Can you print the data exactly and leave out each image?

- - - - - - -

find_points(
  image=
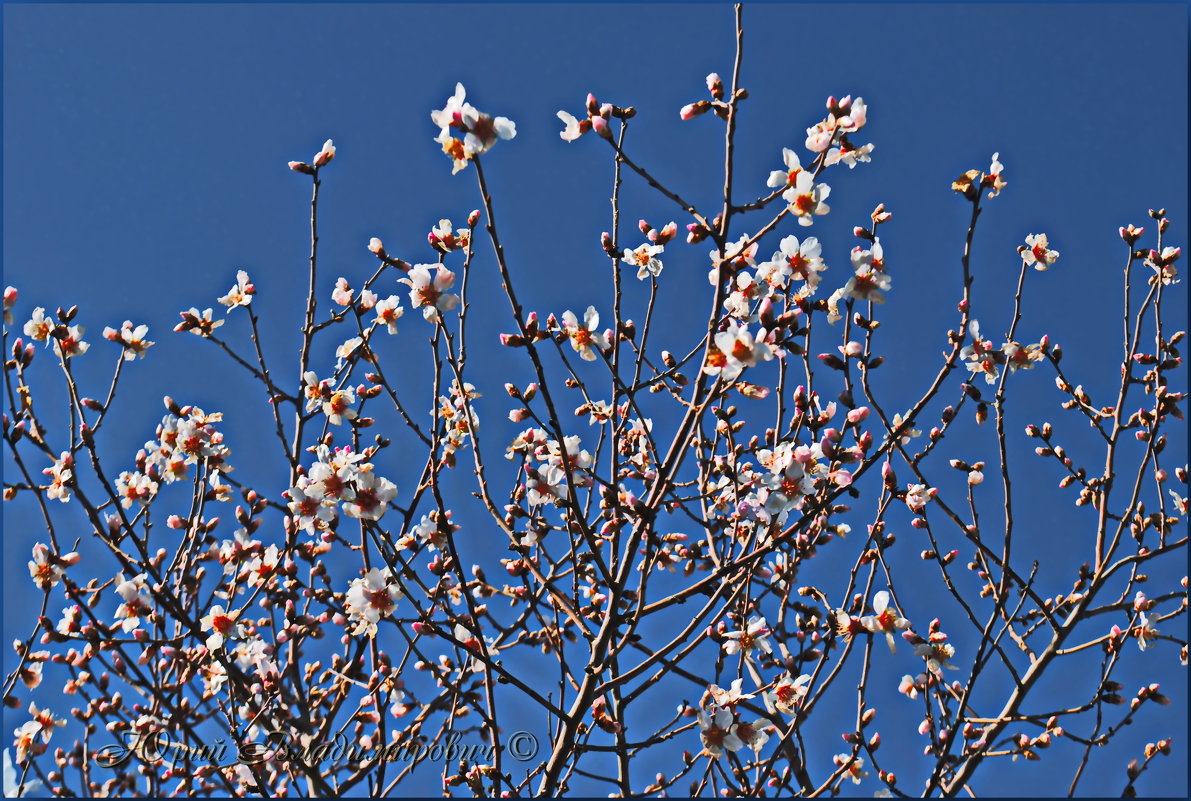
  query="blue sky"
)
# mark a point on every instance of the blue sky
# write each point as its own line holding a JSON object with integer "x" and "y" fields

- - - - - - -

REPLY TO THE EXERCISE →
find_points(
  image=
  query="blue sky"
)
# mark a point on every instance of the blue sky
# write each point as its own line holding a JSON object with integer "x" and "y" fields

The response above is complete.